**** GIVEN INFORMATION ****

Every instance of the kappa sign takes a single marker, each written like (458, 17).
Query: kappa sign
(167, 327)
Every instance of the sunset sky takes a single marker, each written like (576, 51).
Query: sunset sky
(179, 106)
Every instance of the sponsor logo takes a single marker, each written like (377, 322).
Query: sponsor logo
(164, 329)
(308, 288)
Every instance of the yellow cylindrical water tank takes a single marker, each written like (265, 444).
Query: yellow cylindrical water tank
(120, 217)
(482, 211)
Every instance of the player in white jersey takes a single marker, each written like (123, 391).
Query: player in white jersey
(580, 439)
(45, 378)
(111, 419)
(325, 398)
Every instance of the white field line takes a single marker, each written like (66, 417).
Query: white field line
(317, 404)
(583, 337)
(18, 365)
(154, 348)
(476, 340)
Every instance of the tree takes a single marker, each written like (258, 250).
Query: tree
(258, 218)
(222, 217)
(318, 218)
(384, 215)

****

WHAT THIS TASK INVOLVES →
Copy all of the rows above line for line, changing nothing.

SOLUTION FOR THIS PROBLEM →
Every instance of the kappa sign takes a single marker, each written like (458, 17).
Query: kappa sign
(167, 327)
Every instance of the sunset sky takes a single marker, each written like (576, 51).
Query: sunset sky
(179, 106)
Every instance of the sponsor logo takes a single marker, each written like (377, 322).
Query: sponsor logo
(164, 329)
(308, 288)
Every instance of the yellow cylindrical water tank takes a single marker, each written like (265, 444).
Query: yellow cylindrical water tank
(120, 217)
(482, 211)
Every instance of the player in white jersey takes a single marker, each written like (123, 391).
Query: player in white jersey
(580, 439)
(45, 378)
(111, 419)
(325, 398)
Every instance of the white field line takes a single marker, each written like (66, 417).
Query: white field line
(317, 404)
(583, 337)
(18, 365)
(154, 348)
(476, 340)
Every instance of the tree takes a single marker, each written like (258, 250).
Query: tree
(258, 218)
(222, 217)
(318, 218)
(384, 215)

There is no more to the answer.